• Selected text
= Beginning of Section =

As is tradition, welcome to Death’s Door, Hellions. Wipe your feet on the mat and pull up a bone throne. July was a good month for the ol’ plug-and-chug.

5 years ago

As is tradition, welcome to Death’s Door, Hellions. Wipe your feet on the mat and pull up a bone throne. July was a good month for the ol’ plug-and-chug. I feel like garbage physically today, folks. Which honestly feels like an outward manifestation of how I feel on the inside regarding the state of my country given last week. Death. Senseless violence. White supremacy. Cultural poison. Fuck last week and everything about it.

When the evil in the world feels a lot closer to home than usual, and my body feels like it needs a month-long vacation from the stresses of life, death metal is my absolute go-to. There’s something about the expulsion of primordial rage that has soothed me for decades, and July thankfully offered plenty of fodder for we denizens of death metal to chew on, namely one of the best albums of the year and one that I would be shocked if many of you didn’t include on your year-end lists.  Death metal has been ramping up in quality releases as the year has continued, and for that I praise our infernal overlords.

Scott’s here, as per usual, to join me in delivering  unto you the goods. We’d love to hear from you as well. What should we be listening to that isn’t listed here? Feel free to inundate the comments with your favorites. Stay safe, friends.

Death metal forever.

Jonathan Adams

Cream of the Crop

Tomb Mold – Planetary Clairvoyance

Fair warning: You’re going to read a lot about space-based death metal in this month’s edition of the column, and no conversation about this magnificent pocket of the death metal world would be complete without a more-than-brief mention of Tomb Mold. Over the span of a short three years, Tomb Mold have released three records, two of which I now consider some of the best death metal to be produced this century. The band’s third record, Planetary Clairvoyance, is an incredible achievement for a few reasons. First, it’s one of the best records of the year. Second, it comes barely a year after its predecessor, which was one of the best albums of last year. Finally, it’s the best record of the band’s career by a wide margin, containing their most expansive, intricate, and repeat-ready material to date. It’s absolutely everything I was hoping it would be and then some.

= End of Section =

• Information shown
= Beginning of Section =

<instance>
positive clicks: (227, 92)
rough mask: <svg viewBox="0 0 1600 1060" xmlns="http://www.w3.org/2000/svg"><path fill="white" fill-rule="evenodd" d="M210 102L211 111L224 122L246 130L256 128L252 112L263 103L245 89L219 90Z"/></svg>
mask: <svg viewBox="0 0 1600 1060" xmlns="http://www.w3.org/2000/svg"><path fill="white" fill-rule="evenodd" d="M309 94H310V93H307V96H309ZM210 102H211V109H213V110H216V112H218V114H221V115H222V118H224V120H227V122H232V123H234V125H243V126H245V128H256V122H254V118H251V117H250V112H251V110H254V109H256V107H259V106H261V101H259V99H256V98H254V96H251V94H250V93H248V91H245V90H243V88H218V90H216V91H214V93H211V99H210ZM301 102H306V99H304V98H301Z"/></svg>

= End of Section =

• Aim of the exercise
In the death metal column, what is the title of Tomb Mold's third record?

• Response below
Planetary Clairvoyance